**Problem requirements**. Give the data below as a JSON list of strings, one string per line, leaving out any blank lines.

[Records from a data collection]
--- BEGIN ---
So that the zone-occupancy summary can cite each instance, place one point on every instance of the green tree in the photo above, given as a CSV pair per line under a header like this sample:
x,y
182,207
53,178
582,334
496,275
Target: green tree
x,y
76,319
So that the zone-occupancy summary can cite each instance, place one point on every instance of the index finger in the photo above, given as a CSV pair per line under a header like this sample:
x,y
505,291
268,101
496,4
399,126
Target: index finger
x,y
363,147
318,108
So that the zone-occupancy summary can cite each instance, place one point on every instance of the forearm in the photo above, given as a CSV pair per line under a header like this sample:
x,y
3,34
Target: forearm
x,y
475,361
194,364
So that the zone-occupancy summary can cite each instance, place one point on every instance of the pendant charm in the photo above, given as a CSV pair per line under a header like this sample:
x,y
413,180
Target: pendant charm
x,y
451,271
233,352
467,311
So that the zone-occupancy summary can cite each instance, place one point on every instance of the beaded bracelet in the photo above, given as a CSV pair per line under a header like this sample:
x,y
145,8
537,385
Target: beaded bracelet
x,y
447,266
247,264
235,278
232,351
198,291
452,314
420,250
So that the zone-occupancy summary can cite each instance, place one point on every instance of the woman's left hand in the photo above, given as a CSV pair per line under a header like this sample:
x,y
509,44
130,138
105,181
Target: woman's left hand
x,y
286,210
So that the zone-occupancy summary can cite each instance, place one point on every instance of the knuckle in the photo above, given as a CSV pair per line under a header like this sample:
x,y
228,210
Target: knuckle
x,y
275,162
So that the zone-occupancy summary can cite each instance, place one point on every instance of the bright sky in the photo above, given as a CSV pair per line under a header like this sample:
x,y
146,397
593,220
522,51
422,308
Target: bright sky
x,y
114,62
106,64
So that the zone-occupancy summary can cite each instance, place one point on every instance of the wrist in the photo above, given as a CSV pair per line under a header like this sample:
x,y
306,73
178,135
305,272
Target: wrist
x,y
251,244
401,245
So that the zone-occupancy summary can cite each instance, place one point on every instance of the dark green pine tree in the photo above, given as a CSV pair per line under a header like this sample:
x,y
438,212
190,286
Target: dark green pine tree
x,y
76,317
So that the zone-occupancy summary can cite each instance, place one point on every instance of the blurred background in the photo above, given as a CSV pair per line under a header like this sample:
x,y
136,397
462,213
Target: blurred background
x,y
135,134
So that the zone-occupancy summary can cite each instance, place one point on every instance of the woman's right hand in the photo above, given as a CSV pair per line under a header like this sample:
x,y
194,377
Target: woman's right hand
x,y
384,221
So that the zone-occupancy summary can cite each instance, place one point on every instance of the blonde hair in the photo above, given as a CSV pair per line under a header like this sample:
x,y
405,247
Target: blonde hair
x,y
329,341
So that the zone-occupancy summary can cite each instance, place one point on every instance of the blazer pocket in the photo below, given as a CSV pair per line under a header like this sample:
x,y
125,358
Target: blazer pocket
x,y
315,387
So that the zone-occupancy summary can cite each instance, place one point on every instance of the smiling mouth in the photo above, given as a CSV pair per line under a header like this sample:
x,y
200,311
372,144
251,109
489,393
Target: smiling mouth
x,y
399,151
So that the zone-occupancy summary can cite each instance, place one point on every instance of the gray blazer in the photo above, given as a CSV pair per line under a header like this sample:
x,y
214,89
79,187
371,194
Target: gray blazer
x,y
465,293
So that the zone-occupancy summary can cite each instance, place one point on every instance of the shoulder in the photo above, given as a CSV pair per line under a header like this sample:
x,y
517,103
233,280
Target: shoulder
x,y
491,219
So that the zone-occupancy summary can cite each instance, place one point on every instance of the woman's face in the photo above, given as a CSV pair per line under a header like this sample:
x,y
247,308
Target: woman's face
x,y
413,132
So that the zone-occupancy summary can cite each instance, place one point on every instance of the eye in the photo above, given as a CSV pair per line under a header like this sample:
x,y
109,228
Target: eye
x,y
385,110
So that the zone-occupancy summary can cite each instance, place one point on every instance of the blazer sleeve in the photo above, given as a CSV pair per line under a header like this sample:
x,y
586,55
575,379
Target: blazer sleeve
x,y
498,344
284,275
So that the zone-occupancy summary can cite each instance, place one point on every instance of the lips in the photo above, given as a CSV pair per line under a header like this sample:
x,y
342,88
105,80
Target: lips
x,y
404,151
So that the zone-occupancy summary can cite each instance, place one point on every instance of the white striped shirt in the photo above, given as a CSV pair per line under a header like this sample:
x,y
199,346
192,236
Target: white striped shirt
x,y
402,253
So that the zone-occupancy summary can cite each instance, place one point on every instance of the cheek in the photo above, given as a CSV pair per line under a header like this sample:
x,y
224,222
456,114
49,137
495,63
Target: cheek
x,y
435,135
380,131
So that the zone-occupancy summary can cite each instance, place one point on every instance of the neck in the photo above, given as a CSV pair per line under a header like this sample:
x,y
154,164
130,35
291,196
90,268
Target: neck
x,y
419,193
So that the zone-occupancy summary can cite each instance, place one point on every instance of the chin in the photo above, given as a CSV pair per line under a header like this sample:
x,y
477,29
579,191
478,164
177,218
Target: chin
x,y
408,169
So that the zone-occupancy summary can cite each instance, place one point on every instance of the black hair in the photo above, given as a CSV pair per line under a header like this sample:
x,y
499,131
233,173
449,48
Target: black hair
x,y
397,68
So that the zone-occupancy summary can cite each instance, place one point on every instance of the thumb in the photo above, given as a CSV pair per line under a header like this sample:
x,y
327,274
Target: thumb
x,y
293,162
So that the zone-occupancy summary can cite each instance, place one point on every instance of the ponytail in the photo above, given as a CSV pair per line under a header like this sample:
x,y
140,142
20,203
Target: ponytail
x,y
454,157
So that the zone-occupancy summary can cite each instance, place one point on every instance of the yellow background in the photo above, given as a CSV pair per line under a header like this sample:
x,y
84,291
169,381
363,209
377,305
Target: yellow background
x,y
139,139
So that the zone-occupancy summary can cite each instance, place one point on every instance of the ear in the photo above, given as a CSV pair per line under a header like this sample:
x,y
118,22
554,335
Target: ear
--- END ---
**Full answer**.
[
  "So that the zone-occupancy summary can cite each instance, place one point on every instance of the green tree in the photo above, given as a CSV pair per line under a header like this sample:",
  "x,y",
  "182,207",
  "53,178",
  "582,334",
  "496,275",
  "Target: green tree",
  "x,y",
  "76,319",
  "So that the zone-occupancy summary can cite each instance, place one point on every instance of the index finger in the photo above, given as a CSV pair per line under a header like this sample:",
  "x,y",
  "505,291",
  "268,101",
  "496,4",
  "399,126",
  "Target: index finger",
  "x,y",
  "363,147",
  "318,108",
  "So that the zone-occupancy summary can cite each instance, place one point on every instance of the forearm in the photo above, given as a CSV pair per line under a header like this sample:",
  "x,y",
  "3,34",
  "Target: forearm",
  "x,y",
  "475,361",
  "194,364",
  "So that the zone-occupancy summary can cite each instance, place one point on every instance of the pendant charm in the photo above, given as a CSV pair per line under a header like this sample:",
  "x,y",
  "413,180",
  "Target: pendant charm",
  "x,y",
  "451,271",
  "233,352",
  "467,311",
  "So that the zone-occupancy summary can cite each instance, place one point on every instance of the beaded bracelet in the photo above, given as a CSV pair per line under a header like this sample:",
  "x,y",
  "145,8",
  "537,385",
  "Target: beaded bracelet",
  "x,y",
  "447,266",
  "247,264",
  "235,278",
  "232,351",
  "198,291",
  "452,314",
  "420,250",
  "So that the zone-occupancy summary can cite each instance, place one point on every instance of the woman's left hand in the photo above, given as a CSV pair per line under a header like this sample:",
  "x,y",
  "509,44",
  "130,138",
  "105,181",
  "Target: woman's left hand",
  "x,y",
  "286,210",
  "So that the zone-occupancy summary can cite each instance, place one point on every instance of the knuckle in the photo above, given as a CSV pair per line under a header like this sample:",
  "x,y",
  "228,210",
  "Target: knuckle",
  "x,y",
  "275,162",
  "So that the zone-occupancy summary can cite each instance, place one point on every instance of the bright sky in the photo above, given as a CSV pair per line under a header like this sample:",
  "x,y",
  "146,397",
  "593,220",
  "522,51",
  "422,308",
  "Target: bright sky",
  "x,y",
  "114,62",
  "106,64",
  "So that the zone-occupancy summary can cite each instance, place one point on every instance of the wrist in the photo above, given as a CSV pair per line under a header like this sample:",
  "x,y",
  "306,73",
  "178,135",
  "305,272",
  "Target: wrist",
  "x,y",
  "251,244",
  "401,245",
  "So that the zone-occupancy summary can cite each instance, place one point on every instance of the dark green pine tree in the photo above, given as a CSV pair per line under a header like this sample:",
  "x,y",
  "438,212",
  "190,286",
  "Target: dark green pine tree",
  "x,y",
  "76,317",
  "So that the zone-occupancy summary can cite each instance, place one point on every instance of the blurred background in the photo above, given as a CSV pair per line under a header like this sample:",
  "x,y",
  "136,397",
  "462,213",
  "Target: blurred background",
  "x,y",
  "135,134",
  "So that the zone-occupancy summary can cite each instance, place one point on every instance of the woman's right hand in the photo above, given as a CSV pair per line under a header like this sample:",
  "x,y",
  "194,377",
  "Target: woman's right hand",
  "x,y",
  "384,221",
  "So that the zone-occupancy summary can cite each instance, place one point on every instance of the blonde hair in the photo above, given as a CSV pair per line under a header like this sample:",
  "x,y",
  "405,247",
  "Target: blonde hair",
  "x,y",
  "329,341",
  "So that the zone-occupancy summary can cite each instance, place one point on every instance of the blazer pocket in the photo below, given as a CSV pair per line under a header like this sample:",
  "x,y",
  "125,358",
  "Target: blazer pocket",
  "x,y",
  "315,387",
  "So that the zone-occupancy summary can cite each instance, place one point on every instance of the smiling mouth in the photo above, given as a CSV pair per line under a header like this sample:",
  "x,y",
  "200,311",
  "372,144",
  "251,109",
  "489,393",
  "Target: smiling mouth",
  "x,y",
  "399,151",
  "So that the zone-occupancy summary can cite each instance, place one point on every instance of the gray blazer in the photo above, given as a CSV pair per line under a header like this sample:",
  "x,y",
  "214,89",
  "79,187",
  "371,194",
  "Target: gray blazer",
  "x,y",
  "465,293",
  "So that the zone-occupancy summary can cite each instance, place one point on every instance of the shoulder in the photo above, given as a CSV pair per line under a header like this sample:",
  "x,y",
  "517,103",
  "233,280",
  "Target: shoulder",
  "x,y",
  "491,219",
  "So that the zone-occupancy summary can cite each instance, place one point on every instance of the woman's face in the photo above, given as a CSV pair per line under a header like this sample:",
  "x,y",
  "247,308",
  "Target: woman's face",
  "x,y",
  "413,132",
  "So that the zone-occupancy summary can cite each instance, place one point on every instance of the eye in the photo above, given as a CSV pair per line under a header like this sample:",
  "x,y",
  "109,228",
  "Target: eye",
  "x,y",
  "385,110",
  "So that the zone-occupancy summary can cite each instance, place one point on every instance of the blazer sleeve in the photo above, given as a CSV pair per line under a header like this sample:",
  "x,y",
  "586,55",
  "575,379",
  "Target: blazer sleeve",
  "x,y",
  "498,344",
  "284,275",
  "So that the zone-occupancy summary can cite each instance, place one point on every instance of the lips in the photo above, given as a CSV pair per line under a header like this sample:",
  "x,y",
  "342,88",
  "105,80",
  "Target: lips",
  "x,y",
  "404,151",
  "So that the zone-occupancy summary can cite each instance, place one point on every instance of the white striped shirt in the photo above, given as a CSV pair per line under a header like this sample:",
  "x,y",
  "199,346",
  "192,236",
  "Target: white striped shirt",
  "x,y",
  "402,253",
  "So that the zone-occupancy summary can cite each instance, place one point on every instance of the cheek in the photo above, given as a CSV pair per line under a header like this sample:",
  "x,y",
  "224,222",
  "456,114",
  "49,137",
  "495,63",
  "Target: cheek",
  "x,y",
  "435,135",
  "380,131",
  "So that the zone-occupancy summary can cite each instance, place one point on every instance of the neck in the photo above, given as a CSV pair per line under a header like this sample:",
  "x,y",
  "154,164",
  "130,35",
  "291,196",
  "90,268",
  "Target: neck",
  "x,y",
  "419,193",
  "So that the zone-occupancy summary can cite each instance, place one point on every instance of the chin in the photo above, given as a CSV pair per line under a header like this sample:",
  "x,y",
  "477,29",
  "579,191",
  "478,164",
  "177,218",
  "Target: chin",
  "x,y",
  "408,169",
  "So that the zone-occupancy summary can cite each instance, place one point on every instance of the black hair in the photo above, given as a CSV pair per line under a header like this sample:",
  "x,y",
  "499,131",
  "233,173",
  "449,48",
  "Target: black hair",
  "x,y",
  "397,68",
  "So that the zone-occupancy summary can cite each instance, place one point on every instance of the thumb in the photo above, given as a CSV pair per line under a header like this sample:",
  "x,y",
  "327,274",
  "Target: thumb",
  "x,y",
  "293,162",
  "So that the zone-occupancy summary can cite each instance, place one point on every instance of the ponytail in the photo above, given as a CSV pair per line under a header like this sample:",
  "x,y",
  "140,142",
  "20,203",
  "Target: ponytail",
  "x,y",
  "454,157",
  "So that the zone-occupancy summary can cite each instance, place one point on every instance of the yellow background in the photo above, given as a CSV pair per line under a header like this sample:",
  "x,y",
  "84,291",
  "169,381",
  "363,209",
  "377,305",
  "Target: yellow background",
  "x,y",
  "139,139",
  "So that the zone-occupancy summary can cite each instance, place one point on every instance of the ear in the photo above, given as a CSV pair per line under a header like this sample:",
  "x,y",
  "118,22",
  "554,335",
  "Target: ear"
]